=== WHAT THE TASK REQUIRES ===
Show each line of the records below that contains the word "concrete", copying every such line in full.

=== LISTED RECORDS ===
<<<<

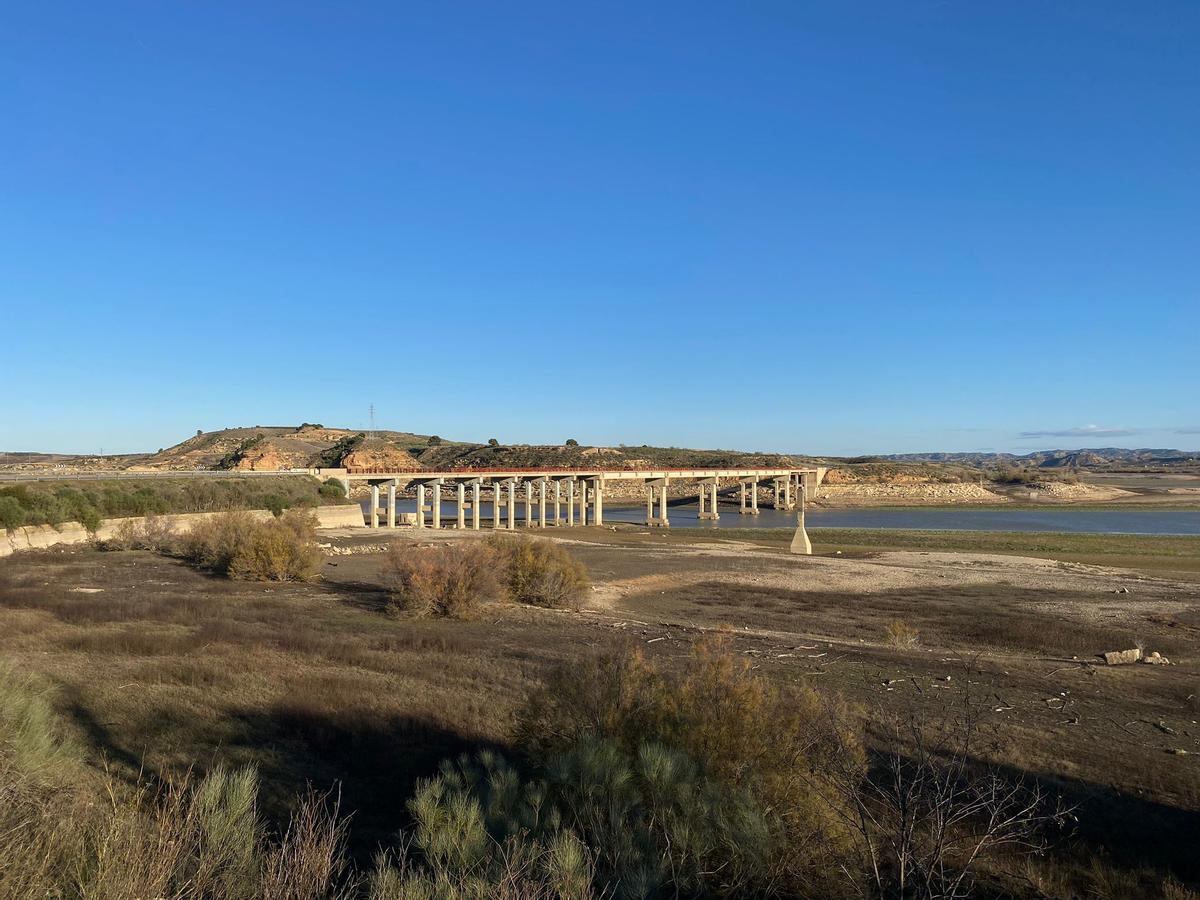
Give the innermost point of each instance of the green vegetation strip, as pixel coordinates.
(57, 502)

>>>>
<<<<

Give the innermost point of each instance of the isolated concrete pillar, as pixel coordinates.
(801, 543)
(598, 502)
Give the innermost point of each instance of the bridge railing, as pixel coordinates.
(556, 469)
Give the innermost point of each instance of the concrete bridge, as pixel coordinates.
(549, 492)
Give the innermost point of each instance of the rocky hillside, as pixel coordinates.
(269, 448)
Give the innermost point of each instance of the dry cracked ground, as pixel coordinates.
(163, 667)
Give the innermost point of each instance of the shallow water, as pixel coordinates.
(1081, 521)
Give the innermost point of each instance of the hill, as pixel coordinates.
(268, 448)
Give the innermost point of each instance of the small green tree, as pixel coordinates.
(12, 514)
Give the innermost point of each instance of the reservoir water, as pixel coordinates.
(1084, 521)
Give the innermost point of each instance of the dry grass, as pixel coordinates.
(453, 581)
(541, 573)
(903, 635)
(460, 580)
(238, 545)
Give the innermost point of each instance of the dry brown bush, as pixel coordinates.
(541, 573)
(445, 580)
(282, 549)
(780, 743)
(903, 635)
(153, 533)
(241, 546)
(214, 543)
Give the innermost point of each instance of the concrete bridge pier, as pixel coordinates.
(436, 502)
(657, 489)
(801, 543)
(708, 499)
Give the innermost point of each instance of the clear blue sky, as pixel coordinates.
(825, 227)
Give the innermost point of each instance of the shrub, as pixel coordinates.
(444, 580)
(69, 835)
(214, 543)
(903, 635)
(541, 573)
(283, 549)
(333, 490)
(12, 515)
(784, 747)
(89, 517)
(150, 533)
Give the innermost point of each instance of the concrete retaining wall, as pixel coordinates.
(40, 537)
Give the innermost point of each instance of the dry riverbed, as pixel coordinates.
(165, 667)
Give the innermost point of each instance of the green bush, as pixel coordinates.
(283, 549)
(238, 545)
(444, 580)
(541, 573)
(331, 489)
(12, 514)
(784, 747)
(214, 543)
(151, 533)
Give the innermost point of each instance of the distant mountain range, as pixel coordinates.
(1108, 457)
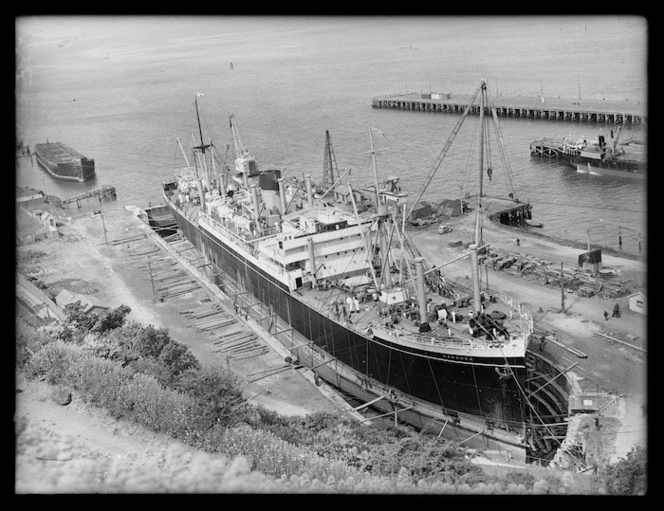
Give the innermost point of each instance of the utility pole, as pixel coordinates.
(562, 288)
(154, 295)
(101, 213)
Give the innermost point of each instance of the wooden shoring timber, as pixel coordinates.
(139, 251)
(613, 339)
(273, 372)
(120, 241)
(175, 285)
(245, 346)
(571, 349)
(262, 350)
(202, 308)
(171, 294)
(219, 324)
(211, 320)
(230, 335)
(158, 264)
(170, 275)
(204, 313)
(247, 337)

>>>>

=== OUTPUT FOR THIS TASK ===
Give the innermost point of each instance of the isolated concrete pillar, as pixel coordinates.
Give the innermost point of each instance of the concrete bridge, as pixel coordinates.
Give the innermost point of each instance of the concrete bridge pier, as pixel coordinates.
Give the innermost point of each instance of the concrete retaining wall, as pixel coordinates.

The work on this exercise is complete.